Pointing dataset excerpts:
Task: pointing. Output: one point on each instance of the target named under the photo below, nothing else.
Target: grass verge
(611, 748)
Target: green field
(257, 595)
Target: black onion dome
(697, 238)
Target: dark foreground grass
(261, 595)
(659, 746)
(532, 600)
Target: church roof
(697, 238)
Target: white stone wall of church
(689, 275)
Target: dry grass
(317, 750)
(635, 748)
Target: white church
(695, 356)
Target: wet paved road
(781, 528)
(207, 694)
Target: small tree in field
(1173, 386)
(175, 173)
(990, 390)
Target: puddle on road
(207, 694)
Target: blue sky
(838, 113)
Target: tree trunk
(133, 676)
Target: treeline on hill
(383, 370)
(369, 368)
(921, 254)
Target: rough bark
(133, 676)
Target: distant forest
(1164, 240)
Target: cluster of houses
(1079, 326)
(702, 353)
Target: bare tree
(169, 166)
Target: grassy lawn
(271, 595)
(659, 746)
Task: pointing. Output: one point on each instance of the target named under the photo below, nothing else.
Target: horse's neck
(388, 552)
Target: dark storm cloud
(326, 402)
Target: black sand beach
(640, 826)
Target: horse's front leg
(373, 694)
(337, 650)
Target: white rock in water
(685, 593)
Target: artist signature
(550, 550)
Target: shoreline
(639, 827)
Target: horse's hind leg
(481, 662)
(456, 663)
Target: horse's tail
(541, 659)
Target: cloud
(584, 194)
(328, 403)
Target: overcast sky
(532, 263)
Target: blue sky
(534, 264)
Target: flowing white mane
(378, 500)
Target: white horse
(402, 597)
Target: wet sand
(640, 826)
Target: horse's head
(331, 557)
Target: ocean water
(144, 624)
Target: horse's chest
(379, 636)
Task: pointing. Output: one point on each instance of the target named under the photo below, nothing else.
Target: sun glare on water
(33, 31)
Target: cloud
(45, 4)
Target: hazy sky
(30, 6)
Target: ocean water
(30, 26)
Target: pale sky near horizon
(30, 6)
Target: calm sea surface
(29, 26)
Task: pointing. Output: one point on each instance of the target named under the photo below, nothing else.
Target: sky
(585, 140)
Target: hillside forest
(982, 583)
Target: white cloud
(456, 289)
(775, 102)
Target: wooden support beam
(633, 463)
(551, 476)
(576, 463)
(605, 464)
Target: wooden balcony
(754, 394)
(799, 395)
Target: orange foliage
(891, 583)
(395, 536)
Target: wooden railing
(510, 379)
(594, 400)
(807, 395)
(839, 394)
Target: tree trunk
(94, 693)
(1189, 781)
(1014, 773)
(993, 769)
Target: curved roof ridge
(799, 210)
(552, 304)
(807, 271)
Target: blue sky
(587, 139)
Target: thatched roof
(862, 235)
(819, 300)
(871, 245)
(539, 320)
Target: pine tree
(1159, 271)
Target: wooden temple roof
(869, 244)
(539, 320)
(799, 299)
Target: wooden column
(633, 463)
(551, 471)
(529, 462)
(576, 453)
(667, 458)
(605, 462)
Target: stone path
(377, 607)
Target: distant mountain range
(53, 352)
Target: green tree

▸ TASK PROMPT: Please scale the listing from the line with "Target: wooden temple roof" through the end of the listing, reproducing every line but with each point coordinate multiplied by 2.2 and rounded to the nearest whole number, halves rounded up.

▸ TASK OUTPUT:
Target: wooden temple roof
(1912, 537)
(1186, 704)
(1758, 658)
Target: wooden column
(1393, 1019)
(1212, 1036)
(1164, 1016)
(1267, 997)
(1467, 1008)
(1331, 1016)
Target: stone path
(829, 1335)
Target: distant mountain range
(117, 774)
Target: green tree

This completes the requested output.